- **SOURCE EXCERPT**
Politics

Exit May. Now begins a battle for the soul of our democracy | Gaby Hinsliff


Everything changes, but some things stay the same.

To watch the Queen addressing elderly survivors of D-day this week was to be reminded that the point of monarchy is constancy. All hell might be breaking loose around her, but there she is, dressed as she has dressed for half a century and choosing her words with the care she always has. She has seen enough prime ministers come and go that one more presumably doesn’t make much difference. The rest of us, however, cannot afford to be quite so sanguine.

Friday marks Theresa May’s formal relinquishing of the Tory leadership, which increasingly looks not so much like passing on the torch as dropping a burned-out sparkler and accidentally starting a grass fire. It will be almost the end of July before her replacement is foisted on the nation by those Conservative party members entitled to vote and, already, moves are reportedly underfoot to avoid the new leader facing a confidence vote in parliament. The will of the people has given way to the will of a few hundred thousand people who may barely represent Tory voters, let alone the nation. An awkward silence, meanwhile, shrouds the question of this unelected future prime minister’s democratic mandate.

There is an extraordinary moment in Jeremy Hunt’s new campaign video where the wannabe leader suggests Tories should choose him because otherwise there might have to be a general election that Jeremy Corbyn could win. “Vote for me, and hide from the voters” is a dismal slogan but less shocking than Dominic Raab’s refusal to rule out hiding from parliament too; this week he declined to reject hard Brexiters’ crazed pet idea that parliament be prorogued, or in effect suspended from sitting, to ram a no-deal Brexit through.

It would be government by carjack, almost certainly impossible in practice. But when a prospective leader can’t bring himself to say that this is the stuff of 16th-century monarchs not modern leaders, we slide towards that dark place where people who can’t get what they want by democratic means begin weighing alternatives.

Without wanting to be melodramatic, it’s in weeks like this that you realise how little stands between us and a prime minister of genuinely malign intent; how many democratic norms rely on an understanding that those in power will do the decent thing, or that the Queen will mysteriously intervene at the last minute. The assumption is that party leaders will always voluntarily seek mandates because otherwise voters would punish their high-handedness at the next election. But when the Brexit party didn’t even bother producing a manifesto, that most basic contract between politicians and the people, it feels unwise to take much for granted.

These are shark-infested constitutional waters, yet we’re sailing into them rudderless. May remains prime minister in theory, but government is on hold pending new management. The home, health and foreign secretaries among others are all in campaign mode, and anything the government does for the next six weeks will invariably get sucked into the vortex; there are already rumblings about the appropriateness of publishing updates on no-deal planning during the contest. When the EU extended our deadline for leaving, Britain was warned not to waste that time. Yet the only party leader who has used it to the full is Nigel Farage.

(Items listed in a dataset)

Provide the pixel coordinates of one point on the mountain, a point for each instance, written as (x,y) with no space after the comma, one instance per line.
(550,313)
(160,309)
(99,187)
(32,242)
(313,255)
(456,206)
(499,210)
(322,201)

- **INSTRUCTION**
In the column on Theresa May's exit, rewrite the passage that begins at the words "There is an" and stops after "no-deal Brexit through.", replacing "slogan" with "motto".

- **THE OUTPUT**
There is an extraordinary moment in Jeremy Hunt’s new campaign video where the wannabe leader suggests Tories should choose him because otherwise there might have to be a general election that Jeremy Corbyn could win. “Vote for me, and hide from the voters” is a dismal motto but less shocking than Dominic Raab’s refusal to rule out hiding from parliament too; this week he declined to reject hard Brexiters’ crazed pet idea that parliament be prorogued, or in effect suspended from sitting, to ram a no-deal Brexit through.